**RAW RECORDS:**
+++

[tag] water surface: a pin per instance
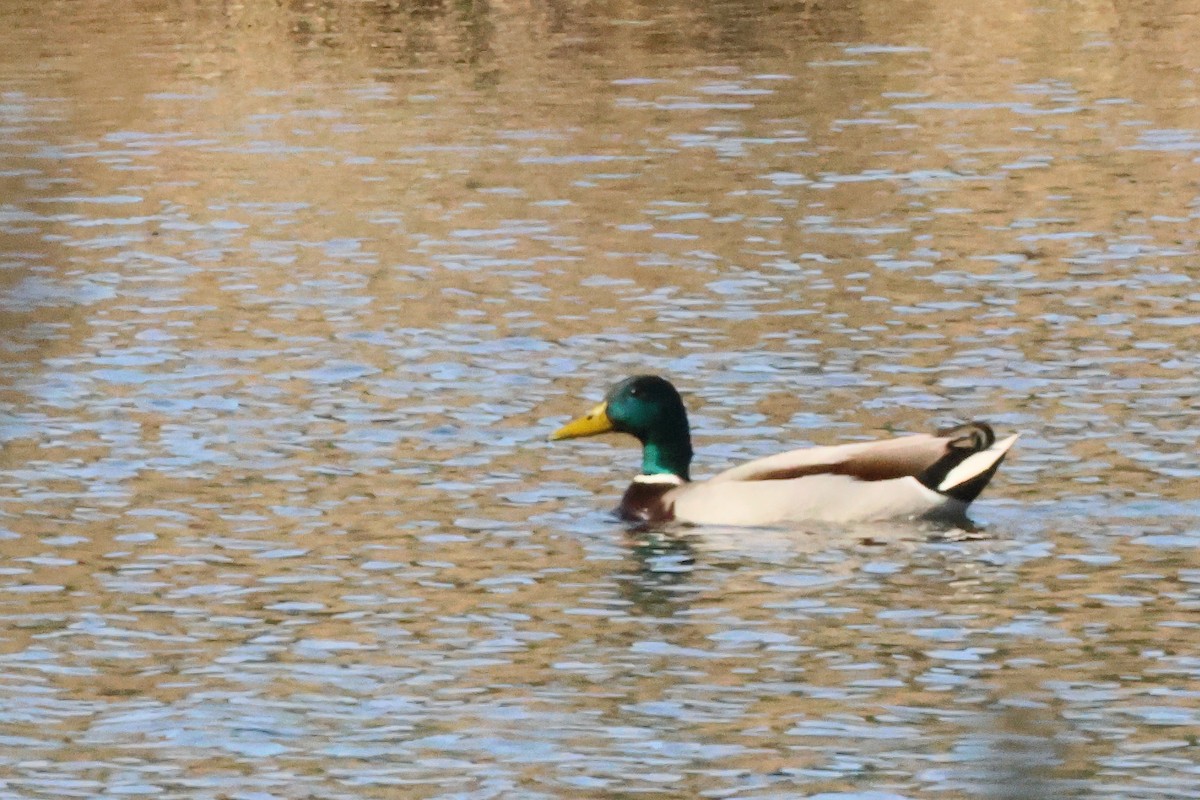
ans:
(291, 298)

+++

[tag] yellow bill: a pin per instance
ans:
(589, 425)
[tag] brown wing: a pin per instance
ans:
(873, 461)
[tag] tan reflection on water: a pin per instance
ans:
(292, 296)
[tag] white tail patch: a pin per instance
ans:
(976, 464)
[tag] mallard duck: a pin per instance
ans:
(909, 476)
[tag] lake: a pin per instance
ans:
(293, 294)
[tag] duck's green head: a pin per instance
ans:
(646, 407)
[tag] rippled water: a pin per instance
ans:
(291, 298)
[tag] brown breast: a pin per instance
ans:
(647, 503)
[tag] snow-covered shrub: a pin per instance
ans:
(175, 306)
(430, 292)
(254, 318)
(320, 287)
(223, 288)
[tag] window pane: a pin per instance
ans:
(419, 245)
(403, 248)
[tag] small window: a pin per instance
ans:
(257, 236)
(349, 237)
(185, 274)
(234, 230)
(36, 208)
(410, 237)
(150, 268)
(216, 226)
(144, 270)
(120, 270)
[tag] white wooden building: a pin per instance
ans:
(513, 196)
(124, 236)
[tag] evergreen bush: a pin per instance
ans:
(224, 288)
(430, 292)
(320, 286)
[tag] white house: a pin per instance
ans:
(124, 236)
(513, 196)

+++

**WHAT IS NEEDED:**
Filter the items above and copy every line that contains the word "brown", matching its case exactly.

**IN RESPONSE:**
[tag] brown wing: a pin per instance
[tag] brown breast: a pin per instance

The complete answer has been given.